Referring expression pointing data
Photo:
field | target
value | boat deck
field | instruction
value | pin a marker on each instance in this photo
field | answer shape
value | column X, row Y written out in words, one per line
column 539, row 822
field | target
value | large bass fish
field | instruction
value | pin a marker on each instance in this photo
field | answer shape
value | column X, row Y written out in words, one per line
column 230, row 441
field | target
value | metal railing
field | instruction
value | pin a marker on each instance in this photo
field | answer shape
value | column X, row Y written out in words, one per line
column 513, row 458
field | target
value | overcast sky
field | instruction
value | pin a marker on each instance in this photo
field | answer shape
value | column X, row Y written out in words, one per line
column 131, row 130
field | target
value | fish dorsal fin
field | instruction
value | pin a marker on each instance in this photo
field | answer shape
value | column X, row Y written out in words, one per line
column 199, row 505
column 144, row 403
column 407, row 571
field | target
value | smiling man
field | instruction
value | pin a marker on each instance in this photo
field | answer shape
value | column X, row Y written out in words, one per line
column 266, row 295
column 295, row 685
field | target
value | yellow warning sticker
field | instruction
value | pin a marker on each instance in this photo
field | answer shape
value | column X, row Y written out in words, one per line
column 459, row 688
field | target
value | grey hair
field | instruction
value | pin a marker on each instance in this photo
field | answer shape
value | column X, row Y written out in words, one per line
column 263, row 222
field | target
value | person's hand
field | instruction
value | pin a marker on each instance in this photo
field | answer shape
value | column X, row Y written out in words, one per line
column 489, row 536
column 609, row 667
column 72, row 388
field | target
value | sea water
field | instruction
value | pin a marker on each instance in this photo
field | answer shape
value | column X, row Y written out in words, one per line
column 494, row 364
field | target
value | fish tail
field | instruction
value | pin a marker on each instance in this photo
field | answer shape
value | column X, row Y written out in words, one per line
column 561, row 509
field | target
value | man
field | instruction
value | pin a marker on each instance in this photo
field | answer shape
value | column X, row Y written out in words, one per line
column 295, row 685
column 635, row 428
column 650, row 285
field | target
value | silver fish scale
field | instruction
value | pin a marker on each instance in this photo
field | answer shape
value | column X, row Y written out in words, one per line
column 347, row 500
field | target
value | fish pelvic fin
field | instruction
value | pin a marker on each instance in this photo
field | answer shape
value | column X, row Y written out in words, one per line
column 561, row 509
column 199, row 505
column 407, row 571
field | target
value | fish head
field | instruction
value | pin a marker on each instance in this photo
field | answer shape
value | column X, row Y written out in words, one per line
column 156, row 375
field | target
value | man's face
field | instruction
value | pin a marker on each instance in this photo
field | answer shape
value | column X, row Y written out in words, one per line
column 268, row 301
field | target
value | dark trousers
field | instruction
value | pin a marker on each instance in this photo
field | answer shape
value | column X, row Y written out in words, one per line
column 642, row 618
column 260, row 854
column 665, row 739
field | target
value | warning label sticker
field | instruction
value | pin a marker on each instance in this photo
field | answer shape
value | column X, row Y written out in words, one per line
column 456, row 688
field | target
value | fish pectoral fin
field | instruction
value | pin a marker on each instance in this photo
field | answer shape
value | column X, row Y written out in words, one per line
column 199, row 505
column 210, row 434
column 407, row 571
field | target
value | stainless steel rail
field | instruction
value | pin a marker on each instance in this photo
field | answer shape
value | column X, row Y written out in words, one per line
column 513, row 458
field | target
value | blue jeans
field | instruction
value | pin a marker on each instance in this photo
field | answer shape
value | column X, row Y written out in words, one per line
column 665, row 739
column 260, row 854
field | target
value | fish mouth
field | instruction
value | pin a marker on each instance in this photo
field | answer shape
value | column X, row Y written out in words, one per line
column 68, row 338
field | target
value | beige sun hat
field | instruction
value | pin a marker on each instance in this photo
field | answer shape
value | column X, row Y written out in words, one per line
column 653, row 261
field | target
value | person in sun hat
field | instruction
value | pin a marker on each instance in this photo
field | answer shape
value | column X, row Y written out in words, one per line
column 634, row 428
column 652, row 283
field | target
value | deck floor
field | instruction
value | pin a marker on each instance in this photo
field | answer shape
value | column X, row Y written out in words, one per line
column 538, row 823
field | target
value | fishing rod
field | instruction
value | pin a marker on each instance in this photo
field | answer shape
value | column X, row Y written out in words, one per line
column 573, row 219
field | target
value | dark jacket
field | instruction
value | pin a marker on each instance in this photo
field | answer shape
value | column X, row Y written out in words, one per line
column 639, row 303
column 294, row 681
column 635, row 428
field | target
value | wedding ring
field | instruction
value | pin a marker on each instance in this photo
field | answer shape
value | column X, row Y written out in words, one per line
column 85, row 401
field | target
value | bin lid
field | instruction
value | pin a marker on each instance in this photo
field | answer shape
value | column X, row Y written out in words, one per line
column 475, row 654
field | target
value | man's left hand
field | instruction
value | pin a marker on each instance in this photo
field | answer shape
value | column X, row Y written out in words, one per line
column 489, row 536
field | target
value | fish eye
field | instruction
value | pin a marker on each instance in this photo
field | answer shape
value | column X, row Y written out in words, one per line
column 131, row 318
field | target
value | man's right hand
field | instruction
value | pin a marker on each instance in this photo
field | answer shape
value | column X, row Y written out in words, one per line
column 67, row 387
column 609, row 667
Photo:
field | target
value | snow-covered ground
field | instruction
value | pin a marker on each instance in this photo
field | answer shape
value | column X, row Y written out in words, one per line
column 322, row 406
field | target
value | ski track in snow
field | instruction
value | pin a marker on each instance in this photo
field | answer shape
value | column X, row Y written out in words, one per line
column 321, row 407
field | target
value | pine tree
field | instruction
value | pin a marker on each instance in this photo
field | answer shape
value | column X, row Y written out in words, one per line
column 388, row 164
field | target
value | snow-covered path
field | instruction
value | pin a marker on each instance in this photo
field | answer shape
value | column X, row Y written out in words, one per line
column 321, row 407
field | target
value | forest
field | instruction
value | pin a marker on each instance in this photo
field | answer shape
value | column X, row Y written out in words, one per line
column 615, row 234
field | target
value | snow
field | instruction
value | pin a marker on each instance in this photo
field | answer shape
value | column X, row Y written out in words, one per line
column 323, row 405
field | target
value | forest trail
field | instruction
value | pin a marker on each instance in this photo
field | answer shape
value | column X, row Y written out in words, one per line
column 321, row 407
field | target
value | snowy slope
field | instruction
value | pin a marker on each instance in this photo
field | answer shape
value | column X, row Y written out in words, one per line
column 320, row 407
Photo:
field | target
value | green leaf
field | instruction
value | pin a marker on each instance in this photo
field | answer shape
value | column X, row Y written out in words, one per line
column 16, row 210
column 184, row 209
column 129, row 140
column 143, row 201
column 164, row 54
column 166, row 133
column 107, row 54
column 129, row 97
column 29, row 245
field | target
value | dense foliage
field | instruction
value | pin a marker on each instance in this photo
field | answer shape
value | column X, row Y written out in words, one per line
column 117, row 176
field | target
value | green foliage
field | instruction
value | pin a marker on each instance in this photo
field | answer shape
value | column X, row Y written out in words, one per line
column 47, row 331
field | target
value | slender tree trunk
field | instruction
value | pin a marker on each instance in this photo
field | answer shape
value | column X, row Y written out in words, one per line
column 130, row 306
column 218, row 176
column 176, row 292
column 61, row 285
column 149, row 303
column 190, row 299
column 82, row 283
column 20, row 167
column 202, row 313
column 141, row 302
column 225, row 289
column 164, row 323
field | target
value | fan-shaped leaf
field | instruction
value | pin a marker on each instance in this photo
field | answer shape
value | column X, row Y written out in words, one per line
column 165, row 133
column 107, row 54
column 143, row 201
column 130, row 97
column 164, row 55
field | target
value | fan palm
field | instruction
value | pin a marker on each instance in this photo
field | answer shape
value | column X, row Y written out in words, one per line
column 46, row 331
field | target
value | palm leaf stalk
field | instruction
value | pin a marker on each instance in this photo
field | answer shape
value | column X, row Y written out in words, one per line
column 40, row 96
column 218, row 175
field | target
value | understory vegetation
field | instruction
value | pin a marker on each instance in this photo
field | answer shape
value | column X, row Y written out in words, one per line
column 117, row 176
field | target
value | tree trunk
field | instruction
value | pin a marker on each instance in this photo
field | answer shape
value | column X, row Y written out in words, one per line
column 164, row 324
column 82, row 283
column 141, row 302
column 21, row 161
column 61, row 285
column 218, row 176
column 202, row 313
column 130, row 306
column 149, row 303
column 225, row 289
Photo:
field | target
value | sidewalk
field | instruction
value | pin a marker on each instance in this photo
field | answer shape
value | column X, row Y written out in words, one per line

TASK REQUIREMENTS = For the records above, state how many lines contain the string "foliage", with no added text.

EXERCISE OUTPUT = 2